↓↓↓
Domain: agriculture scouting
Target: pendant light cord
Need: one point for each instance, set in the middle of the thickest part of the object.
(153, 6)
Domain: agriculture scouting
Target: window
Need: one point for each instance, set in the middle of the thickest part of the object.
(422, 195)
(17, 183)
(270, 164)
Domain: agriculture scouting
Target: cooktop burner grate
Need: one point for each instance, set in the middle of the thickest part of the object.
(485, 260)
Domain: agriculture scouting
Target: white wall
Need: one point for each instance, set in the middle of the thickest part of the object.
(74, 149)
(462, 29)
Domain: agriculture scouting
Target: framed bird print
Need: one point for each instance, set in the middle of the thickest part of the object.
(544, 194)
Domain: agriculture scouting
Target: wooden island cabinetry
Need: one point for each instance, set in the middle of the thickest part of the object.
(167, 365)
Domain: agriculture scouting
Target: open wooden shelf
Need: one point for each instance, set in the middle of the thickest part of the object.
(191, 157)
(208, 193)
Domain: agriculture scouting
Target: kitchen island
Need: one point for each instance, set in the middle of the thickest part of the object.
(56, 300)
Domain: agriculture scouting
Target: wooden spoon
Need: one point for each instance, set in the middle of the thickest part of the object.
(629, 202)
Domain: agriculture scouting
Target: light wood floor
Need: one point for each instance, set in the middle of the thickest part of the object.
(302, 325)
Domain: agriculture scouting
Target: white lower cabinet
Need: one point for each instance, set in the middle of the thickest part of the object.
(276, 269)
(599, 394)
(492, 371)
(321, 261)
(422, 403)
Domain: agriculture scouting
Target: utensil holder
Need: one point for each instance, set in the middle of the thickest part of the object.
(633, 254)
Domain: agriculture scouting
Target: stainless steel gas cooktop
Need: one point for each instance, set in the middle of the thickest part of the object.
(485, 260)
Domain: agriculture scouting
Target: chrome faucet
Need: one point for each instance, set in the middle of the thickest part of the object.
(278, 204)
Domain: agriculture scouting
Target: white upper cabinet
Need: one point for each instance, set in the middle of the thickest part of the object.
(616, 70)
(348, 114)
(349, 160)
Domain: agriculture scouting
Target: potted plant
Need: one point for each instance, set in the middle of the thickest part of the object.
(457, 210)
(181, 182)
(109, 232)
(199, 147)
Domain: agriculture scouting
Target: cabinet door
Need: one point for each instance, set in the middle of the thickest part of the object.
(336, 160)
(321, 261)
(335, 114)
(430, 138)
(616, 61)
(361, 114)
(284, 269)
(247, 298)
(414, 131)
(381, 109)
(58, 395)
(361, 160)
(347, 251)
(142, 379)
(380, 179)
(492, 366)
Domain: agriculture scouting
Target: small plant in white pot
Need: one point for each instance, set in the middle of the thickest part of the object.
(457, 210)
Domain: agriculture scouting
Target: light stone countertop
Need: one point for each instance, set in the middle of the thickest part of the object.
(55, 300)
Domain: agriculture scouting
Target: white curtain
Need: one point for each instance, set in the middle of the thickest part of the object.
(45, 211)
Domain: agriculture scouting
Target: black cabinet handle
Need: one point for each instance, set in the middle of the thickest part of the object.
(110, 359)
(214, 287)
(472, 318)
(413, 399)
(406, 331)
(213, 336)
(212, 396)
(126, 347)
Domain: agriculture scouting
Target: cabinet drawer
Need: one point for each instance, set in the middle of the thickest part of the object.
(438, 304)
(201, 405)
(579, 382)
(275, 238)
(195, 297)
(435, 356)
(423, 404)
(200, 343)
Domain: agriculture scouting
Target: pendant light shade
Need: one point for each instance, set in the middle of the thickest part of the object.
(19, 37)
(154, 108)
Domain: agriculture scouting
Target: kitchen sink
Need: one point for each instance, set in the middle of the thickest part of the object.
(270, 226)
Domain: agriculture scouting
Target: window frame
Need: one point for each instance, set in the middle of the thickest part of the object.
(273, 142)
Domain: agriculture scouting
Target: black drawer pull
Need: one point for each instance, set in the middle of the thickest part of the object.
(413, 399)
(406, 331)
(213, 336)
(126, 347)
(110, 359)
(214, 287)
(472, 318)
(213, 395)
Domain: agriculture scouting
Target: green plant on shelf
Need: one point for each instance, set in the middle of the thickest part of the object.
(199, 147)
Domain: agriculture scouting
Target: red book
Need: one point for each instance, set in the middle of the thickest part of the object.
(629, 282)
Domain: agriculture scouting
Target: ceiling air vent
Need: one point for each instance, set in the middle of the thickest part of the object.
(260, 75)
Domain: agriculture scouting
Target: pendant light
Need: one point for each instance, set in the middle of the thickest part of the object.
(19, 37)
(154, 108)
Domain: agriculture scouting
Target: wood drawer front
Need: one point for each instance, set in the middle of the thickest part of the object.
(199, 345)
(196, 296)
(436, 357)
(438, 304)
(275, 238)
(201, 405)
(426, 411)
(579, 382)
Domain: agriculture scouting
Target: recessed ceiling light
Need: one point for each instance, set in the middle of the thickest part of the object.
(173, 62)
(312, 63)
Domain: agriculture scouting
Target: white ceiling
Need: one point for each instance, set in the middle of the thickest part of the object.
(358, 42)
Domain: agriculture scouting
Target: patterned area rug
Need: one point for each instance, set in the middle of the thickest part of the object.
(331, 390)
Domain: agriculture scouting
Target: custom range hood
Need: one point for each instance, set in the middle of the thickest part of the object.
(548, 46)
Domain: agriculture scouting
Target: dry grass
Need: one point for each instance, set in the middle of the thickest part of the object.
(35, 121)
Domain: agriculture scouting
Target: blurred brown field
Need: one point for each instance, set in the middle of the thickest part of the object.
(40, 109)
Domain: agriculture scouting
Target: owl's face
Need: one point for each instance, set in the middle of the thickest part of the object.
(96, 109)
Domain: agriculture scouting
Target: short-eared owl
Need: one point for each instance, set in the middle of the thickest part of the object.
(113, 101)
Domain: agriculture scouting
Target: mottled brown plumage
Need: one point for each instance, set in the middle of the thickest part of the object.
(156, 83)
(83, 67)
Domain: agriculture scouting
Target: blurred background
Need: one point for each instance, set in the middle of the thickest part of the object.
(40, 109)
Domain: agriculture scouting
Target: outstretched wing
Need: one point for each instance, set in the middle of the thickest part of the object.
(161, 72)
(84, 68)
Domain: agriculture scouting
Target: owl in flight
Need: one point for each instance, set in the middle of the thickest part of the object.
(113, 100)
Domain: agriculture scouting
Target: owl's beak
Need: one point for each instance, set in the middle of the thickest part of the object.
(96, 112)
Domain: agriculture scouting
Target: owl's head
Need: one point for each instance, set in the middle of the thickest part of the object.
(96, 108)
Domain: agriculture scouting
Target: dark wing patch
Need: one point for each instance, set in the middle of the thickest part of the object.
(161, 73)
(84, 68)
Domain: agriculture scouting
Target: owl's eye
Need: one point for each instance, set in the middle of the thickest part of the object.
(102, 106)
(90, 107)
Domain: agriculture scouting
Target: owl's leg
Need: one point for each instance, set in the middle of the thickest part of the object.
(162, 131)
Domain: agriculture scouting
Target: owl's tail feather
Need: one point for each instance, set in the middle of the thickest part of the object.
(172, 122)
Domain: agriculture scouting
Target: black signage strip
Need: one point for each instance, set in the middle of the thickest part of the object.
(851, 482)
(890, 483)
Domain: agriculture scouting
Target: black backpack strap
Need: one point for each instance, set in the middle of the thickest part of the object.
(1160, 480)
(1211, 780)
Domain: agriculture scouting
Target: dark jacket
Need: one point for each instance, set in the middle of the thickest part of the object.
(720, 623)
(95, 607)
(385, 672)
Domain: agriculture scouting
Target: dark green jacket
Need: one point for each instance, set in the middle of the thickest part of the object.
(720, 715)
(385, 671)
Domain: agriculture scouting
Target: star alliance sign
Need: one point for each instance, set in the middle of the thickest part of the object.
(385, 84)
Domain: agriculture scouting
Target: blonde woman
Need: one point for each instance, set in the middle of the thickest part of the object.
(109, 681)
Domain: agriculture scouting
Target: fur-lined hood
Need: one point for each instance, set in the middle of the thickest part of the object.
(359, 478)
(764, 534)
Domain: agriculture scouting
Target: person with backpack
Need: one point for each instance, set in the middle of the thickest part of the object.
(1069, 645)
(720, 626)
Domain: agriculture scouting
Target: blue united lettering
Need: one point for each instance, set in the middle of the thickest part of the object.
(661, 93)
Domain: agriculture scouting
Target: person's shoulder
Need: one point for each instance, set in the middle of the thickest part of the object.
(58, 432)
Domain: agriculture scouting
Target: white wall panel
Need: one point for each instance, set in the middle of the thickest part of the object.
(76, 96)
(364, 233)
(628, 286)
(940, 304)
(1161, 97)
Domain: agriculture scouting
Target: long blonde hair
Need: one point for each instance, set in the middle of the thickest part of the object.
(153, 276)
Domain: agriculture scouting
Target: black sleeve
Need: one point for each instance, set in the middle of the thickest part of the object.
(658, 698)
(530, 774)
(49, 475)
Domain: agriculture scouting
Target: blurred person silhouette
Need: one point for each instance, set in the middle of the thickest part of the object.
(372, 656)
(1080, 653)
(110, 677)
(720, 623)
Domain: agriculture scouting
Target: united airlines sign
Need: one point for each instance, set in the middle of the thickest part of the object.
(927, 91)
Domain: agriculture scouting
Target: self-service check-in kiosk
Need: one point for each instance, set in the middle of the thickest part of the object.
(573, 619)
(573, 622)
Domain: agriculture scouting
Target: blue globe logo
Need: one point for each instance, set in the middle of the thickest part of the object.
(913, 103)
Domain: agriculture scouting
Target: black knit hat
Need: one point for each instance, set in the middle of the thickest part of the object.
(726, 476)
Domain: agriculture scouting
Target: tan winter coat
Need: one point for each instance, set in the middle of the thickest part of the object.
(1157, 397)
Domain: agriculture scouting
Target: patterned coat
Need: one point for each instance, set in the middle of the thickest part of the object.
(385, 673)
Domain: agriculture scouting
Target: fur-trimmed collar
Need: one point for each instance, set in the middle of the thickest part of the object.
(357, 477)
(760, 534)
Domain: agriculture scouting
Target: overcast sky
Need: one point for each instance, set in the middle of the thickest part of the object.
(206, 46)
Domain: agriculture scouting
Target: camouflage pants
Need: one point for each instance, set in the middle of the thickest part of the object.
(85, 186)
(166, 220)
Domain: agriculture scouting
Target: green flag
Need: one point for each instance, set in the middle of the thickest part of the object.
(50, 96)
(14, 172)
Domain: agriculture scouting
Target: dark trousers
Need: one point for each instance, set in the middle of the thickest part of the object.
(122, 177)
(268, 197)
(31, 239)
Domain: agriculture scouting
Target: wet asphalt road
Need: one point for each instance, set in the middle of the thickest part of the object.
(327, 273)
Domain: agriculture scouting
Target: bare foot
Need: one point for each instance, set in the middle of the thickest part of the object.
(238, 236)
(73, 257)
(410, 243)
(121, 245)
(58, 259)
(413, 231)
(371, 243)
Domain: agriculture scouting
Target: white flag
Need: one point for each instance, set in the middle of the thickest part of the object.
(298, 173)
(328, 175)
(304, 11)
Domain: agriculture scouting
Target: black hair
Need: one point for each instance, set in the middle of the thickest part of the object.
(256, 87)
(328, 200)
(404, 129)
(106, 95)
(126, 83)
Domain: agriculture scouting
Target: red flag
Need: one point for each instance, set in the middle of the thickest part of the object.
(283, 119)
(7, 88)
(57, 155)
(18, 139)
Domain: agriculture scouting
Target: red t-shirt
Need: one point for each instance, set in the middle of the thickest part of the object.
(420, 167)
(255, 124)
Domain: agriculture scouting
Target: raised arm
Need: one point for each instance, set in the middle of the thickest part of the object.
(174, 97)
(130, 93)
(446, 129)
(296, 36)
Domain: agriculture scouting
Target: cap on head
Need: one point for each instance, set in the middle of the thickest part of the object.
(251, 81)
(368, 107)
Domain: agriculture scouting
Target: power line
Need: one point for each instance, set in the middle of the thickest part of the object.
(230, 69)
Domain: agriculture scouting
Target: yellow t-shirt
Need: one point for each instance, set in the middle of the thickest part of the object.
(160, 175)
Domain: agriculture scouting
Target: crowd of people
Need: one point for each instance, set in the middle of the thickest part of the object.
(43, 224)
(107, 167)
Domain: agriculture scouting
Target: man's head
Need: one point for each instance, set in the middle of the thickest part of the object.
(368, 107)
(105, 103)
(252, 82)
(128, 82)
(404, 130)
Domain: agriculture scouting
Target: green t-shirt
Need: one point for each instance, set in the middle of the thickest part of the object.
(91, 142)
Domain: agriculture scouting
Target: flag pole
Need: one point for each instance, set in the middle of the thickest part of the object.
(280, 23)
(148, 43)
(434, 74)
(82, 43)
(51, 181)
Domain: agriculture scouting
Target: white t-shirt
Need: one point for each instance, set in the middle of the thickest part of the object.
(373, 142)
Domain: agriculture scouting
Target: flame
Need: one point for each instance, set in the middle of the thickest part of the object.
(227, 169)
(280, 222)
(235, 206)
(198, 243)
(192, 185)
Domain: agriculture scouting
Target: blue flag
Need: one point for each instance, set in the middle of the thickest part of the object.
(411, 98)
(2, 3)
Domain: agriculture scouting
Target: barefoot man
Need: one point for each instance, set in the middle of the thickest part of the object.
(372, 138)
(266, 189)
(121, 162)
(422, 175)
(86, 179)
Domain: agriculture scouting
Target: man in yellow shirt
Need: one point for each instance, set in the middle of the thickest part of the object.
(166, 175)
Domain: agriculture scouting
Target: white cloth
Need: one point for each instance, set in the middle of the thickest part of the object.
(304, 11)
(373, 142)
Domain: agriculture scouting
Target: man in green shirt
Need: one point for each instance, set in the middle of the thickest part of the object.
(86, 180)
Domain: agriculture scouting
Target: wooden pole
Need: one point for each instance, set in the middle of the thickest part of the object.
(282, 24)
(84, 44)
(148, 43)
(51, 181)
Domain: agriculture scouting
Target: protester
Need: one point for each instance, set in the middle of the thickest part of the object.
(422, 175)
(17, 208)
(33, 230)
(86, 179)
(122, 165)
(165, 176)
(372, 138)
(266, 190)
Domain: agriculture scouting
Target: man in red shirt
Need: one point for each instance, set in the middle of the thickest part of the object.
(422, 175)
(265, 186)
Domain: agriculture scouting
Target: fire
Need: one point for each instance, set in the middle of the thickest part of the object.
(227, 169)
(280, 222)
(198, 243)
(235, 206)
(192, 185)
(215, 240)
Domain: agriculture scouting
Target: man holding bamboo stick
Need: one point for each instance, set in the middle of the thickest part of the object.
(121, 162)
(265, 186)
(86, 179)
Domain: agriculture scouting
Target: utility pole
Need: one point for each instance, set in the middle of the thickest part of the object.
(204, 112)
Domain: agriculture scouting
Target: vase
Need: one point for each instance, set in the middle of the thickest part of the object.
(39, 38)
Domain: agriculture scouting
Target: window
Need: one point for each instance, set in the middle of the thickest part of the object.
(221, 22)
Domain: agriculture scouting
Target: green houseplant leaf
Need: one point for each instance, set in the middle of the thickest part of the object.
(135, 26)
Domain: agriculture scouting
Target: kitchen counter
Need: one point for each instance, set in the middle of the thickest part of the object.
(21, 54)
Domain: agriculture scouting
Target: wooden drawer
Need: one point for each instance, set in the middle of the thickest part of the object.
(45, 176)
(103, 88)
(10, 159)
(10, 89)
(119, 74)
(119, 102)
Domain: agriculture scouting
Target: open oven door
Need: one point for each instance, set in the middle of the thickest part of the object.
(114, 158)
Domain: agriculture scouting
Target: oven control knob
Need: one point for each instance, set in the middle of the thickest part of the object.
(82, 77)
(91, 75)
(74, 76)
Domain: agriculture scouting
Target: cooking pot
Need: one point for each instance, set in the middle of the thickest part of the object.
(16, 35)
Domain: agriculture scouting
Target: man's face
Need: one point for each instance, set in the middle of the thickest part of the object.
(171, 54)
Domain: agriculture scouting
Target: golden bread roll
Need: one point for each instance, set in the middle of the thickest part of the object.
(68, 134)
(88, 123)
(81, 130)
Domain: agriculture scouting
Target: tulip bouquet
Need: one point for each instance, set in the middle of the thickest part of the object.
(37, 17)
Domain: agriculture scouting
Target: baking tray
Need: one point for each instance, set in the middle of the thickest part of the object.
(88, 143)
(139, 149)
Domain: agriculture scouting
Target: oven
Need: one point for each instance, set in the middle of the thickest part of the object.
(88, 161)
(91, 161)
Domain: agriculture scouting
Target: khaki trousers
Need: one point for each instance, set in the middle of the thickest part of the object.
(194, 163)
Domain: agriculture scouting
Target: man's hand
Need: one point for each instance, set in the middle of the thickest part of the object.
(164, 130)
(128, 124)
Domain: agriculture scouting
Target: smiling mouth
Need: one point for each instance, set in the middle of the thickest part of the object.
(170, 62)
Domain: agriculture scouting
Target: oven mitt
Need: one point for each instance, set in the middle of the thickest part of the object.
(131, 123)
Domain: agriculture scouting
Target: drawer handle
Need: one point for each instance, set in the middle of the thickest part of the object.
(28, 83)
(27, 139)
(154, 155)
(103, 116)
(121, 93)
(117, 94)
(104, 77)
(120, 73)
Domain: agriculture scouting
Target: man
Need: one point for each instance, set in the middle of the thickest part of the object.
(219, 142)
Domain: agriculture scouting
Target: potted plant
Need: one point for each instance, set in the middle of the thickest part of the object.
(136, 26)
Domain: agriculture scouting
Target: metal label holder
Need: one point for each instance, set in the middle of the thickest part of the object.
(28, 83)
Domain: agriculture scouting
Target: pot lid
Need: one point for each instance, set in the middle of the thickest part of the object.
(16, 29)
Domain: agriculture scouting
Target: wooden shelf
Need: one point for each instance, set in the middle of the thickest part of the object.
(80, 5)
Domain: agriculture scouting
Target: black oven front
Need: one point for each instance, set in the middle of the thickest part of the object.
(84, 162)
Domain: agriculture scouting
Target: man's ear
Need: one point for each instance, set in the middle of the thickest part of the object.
↑↑↑
Exercise directions:
Count the lines in the entries above that contain the string "backpack", matching case exactly, and reply with only that number.

Correct answer:
2